Provided passage:

To consider strong effects of HLA genes and extensive LD in the human MHC region, we replaced the exact Armitage trend test at the first stage with a logistic regression model adjusting for the status of shared-epitope alleles. After adjusting for the effect of DRB1 shared-epitope alleles, we found that the results of the top three loci, C6orf10, BTNL2, and HLA-DRA, remained the same, and all of the aforementioned genes were still highly significant. The major difference was that 44% of the top inter-gene SNPs in the human MHC region were not longer significant after the adjustment of shared-epitope alleles.


Under the proposed two-stage association mapping framework, there are different methods that can be applied to integrate SNP information within a gene, for example, combination of test statistics, principal-components analysis, and multiple regression analysis. This paper considers a p-value combination, which has been broadly used in a GWAS [3, 10, 11]. SNPs in a disease-gene region are more likely to present association signals compared with SNPs in a disease-gene-free region. Therefore, combination of the p-values will strengthen association signals and increase power of association tests in a disease-gene region. However, this method may miss a relatively small number of intra-gene SNPs that can be detected by single-locus association tests. The proposed gene-based association test provides a powerful alternative but is not intended to substitute for a single-locus association test.

Unlike some researchers who have performed p-value combination in sliding windows [3, 10, 11], we combine p-values to evaluate a total impact of SNPs within each gene in a GWAS. There are multiple types of p-value combination methods. This paper considers a truncated product p-value statistic because of its good performance in our previous simulation study [12, 13]. However, in the analysis of RA data, we also calculated empirical p-values of different combination methods including the minimum p-value statistic and Fisher's product p-value statistic for the top significant genes. All of the methods obtained similar empirical p-values, implicating the strong association of the identified genes.

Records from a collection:
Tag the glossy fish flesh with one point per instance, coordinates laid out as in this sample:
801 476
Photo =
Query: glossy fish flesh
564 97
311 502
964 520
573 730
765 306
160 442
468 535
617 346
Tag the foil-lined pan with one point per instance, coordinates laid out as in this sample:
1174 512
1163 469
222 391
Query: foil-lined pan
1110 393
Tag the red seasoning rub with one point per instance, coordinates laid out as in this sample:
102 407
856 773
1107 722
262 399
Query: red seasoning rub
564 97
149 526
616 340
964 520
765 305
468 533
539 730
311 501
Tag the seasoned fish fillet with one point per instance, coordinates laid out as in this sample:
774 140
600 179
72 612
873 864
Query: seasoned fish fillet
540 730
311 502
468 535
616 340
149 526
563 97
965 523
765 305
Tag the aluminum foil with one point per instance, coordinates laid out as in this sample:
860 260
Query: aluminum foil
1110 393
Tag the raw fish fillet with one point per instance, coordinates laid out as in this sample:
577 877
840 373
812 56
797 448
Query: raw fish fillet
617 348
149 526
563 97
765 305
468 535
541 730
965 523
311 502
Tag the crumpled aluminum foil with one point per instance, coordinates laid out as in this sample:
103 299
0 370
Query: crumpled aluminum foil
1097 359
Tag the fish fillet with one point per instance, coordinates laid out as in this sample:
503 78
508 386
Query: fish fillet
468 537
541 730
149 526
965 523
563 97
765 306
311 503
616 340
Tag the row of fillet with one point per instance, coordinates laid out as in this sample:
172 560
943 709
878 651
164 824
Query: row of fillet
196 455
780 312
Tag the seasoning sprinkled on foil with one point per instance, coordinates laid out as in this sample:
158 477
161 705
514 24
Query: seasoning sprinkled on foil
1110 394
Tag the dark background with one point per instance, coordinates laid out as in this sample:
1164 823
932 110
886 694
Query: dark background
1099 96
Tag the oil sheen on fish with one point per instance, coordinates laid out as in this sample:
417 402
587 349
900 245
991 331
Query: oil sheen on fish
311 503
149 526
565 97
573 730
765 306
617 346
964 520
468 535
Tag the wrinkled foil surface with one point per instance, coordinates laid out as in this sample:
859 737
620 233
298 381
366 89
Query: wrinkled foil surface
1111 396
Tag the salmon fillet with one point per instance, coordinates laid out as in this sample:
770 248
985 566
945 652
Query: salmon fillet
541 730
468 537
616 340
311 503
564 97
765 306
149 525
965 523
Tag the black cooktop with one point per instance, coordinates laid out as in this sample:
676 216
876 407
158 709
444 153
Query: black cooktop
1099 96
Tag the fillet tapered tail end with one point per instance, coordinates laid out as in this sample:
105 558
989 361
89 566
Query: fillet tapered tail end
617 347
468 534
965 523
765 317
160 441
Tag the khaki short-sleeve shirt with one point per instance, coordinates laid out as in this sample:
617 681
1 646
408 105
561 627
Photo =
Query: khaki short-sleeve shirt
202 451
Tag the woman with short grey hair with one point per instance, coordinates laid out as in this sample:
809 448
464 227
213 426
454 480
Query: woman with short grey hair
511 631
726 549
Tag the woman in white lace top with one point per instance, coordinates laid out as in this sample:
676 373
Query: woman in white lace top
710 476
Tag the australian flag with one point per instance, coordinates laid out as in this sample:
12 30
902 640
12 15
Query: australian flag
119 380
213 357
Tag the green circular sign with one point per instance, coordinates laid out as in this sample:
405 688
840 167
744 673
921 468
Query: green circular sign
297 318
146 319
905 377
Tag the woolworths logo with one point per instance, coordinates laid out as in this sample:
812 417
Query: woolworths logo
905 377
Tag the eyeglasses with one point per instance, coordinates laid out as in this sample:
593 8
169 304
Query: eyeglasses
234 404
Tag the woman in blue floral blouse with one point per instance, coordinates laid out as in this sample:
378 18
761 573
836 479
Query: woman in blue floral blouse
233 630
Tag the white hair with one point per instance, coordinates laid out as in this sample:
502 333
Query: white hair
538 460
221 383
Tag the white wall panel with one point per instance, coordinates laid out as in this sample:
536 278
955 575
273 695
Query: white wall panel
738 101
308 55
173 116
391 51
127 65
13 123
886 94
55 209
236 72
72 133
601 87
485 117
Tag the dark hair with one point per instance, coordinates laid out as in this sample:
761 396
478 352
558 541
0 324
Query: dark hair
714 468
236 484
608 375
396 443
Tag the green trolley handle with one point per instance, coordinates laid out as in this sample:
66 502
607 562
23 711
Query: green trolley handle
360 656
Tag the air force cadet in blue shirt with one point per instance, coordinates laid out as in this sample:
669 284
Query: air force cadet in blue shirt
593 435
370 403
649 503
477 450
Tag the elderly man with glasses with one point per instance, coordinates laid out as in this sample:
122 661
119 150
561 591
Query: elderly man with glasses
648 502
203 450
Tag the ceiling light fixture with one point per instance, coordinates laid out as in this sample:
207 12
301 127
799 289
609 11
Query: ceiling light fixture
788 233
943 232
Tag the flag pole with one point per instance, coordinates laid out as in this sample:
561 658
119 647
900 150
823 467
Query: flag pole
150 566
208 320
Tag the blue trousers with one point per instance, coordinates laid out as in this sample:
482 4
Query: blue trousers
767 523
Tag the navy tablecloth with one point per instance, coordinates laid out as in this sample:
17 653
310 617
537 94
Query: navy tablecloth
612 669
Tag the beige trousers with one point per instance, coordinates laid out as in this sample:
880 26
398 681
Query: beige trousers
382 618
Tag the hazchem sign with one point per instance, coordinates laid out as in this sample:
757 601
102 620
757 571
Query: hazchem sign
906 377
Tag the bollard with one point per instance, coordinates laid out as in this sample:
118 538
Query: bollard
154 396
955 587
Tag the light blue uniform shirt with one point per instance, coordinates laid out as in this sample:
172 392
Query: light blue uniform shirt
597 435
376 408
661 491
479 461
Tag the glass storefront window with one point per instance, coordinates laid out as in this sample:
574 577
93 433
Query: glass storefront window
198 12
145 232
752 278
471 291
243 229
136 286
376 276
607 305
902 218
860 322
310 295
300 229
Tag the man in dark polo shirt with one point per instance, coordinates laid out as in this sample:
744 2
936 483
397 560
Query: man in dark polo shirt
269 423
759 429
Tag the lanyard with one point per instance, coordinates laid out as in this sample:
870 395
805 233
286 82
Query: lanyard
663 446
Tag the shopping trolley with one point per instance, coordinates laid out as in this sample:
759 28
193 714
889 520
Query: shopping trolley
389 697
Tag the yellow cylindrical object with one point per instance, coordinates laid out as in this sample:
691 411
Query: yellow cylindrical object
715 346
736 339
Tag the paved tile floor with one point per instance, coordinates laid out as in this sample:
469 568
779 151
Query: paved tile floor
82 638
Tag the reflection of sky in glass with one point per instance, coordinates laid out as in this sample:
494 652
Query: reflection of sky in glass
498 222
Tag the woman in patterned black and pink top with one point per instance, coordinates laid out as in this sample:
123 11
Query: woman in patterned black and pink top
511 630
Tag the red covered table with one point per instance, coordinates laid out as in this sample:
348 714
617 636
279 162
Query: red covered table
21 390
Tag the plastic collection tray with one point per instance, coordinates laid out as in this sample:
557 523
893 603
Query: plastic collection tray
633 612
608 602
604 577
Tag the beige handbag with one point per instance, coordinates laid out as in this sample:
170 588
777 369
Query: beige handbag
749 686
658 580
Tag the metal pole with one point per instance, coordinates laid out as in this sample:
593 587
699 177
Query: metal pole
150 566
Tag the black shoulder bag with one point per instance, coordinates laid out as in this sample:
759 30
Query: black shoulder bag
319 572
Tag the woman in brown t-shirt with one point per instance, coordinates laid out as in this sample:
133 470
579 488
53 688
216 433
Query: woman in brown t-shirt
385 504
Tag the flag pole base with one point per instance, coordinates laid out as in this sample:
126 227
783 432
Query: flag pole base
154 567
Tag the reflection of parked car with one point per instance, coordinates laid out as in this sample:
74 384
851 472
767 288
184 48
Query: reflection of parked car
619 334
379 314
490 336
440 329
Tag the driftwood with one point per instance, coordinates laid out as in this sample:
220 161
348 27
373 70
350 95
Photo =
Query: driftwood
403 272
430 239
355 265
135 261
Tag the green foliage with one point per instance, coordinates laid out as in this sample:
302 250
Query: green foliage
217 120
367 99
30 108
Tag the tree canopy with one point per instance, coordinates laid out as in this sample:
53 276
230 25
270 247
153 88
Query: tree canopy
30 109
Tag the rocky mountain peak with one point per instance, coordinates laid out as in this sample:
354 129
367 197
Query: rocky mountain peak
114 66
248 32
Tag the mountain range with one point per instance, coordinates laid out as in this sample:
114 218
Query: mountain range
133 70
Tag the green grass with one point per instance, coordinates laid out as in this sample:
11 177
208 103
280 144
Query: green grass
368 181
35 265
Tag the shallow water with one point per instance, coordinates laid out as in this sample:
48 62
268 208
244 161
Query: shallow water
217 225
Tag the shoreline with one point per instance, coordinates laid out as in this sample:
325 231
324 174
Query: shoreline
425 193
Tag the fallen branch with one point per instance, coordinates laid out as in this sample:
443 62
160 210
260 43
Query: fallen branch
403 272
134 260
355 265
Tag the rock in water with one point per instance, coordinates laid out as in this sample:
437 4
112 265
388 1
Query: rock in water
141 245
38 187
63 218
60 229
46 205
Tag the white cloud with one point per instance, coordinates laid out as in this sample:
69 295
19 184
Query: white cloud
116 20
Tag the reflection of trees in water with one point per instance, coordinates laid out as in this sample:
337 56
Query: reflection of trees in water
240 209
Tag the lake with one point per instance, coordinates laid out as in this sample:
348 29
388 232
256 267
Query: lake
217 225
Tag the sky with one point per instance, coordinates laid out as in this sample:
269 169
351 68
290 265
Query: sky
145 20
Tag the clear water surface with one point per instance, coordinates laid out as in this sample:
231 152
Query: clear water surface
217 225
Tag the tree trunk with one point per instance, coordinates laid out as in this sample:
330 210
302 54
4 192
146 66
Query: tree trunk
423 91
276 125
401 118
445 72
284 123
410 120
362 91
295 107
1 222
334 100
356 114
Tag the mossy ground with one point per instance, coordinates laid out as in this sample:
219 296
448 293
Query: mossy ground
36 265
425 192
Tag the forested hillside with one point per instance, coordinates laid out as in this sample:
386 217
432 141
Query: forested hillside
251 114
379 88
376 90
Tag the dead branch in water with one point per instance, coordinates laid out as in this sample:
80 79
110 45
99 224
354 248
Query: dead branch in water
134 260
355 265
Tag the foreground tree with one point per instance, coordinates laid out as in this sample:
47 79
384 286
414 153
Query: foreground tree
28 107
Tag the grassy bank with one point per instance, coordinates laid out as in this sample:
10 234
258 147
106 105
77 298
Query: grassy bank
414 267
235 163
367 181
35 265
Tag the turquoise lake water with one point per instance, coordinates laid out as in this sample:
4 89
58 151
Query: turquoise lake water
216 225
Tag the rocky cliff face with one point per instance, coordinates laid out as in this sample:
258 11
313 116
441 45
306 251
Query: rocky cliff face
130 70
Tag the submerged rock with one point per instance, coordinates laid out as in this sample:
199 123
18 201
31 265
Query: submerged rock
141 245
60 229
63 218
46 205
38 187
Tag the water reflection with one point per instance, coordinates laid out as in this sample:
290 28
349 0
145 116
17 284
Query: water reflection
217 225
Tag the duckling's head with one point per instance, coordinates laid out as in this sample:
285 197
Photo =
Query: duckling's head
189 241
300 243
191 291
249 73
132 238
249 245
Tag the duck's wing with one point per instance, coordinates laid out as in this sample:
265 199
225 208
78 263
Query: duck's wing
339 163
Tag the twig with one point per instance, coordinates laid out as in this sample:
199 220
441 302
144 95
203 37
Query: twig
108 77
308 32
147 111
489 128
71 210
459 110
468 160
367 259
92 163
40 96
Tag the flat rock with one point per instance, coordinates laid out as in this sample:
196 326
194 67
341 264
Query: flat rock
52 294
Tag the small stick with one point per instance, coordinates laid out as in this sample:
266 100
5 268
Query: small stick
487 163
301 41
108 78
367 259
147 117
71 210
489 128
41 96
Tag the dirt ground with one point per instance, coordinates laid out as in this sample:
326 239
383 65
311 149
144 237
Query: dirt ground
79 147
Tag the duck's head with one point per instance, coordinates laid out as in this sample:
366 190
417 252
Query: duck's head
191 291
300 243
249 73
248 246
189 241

Exercise requirements:
**A)** Answer these questions from the passage on gene-based association testing:
(i) Which three top loci kept the same results after adjusting for DRB1 shared-epitope alleles?
(ii) What percentage of the top inter-gene SNPs in the human MHC region stopped being significant after that adjustment?
(iii) Why does the paper use a truncated product p-value statistic?
**B)** Pick up the passage on gene-based association testing after its final sentence and continue it.

Exercise results:
**A)**
(i) C6orf10, BTNL2, and HLA-DRA.
(ii) 44%.
(iii) It performed well in the authors' previous simulation study.

**B)**
An extended application of p-value combination methods is to study biological pathways or protein networks of complex diseases. p-Values of SNPs within genes involved in a pathway/network can be combined to evaluate the global effect of a pathway/network and then used to identify disease-specific pathways and networks. The applications highlight the potential of p-value combination methods in genetic/genomic dissection of complex diseases.

Strong effects of HLA genes on RA and extensive LD in the human MHC region, where the genes are located, are issues that should be taken into consideration in the analysis of the RA data. An analysis that does not consider the issues may overstate genetic association in this region. To circumvent the issues, an alternative approach may be to replace the exact Armitage trend test at the first stage with a logistic regression model containing covariates of the HLA loci and/or SNPs in LD with the HLA loci. Marginal effects of tested genes/SNPs can be evaluated independently after conditioning out the effects of LD and HLA genes. We only adjust the status of DRB1 shared-epitope alleles in this paper and the analysis can be further enhanced by considering additional information on LD structure and HLA genes in the future.


This study introduces a two-stage genome-wide gene-based association scanning procedure. Compared with some existing single-locus and multilocus methods, this method has practical merits in aspects of biology, computation, and statistics. We applied this method to analyze GAW16 Problem 1 RA data. Compared with the results from other RA association studies, our analysis not only successfully confirmed association of previously reported genes but also identified novel RA-associated genes/SNPs.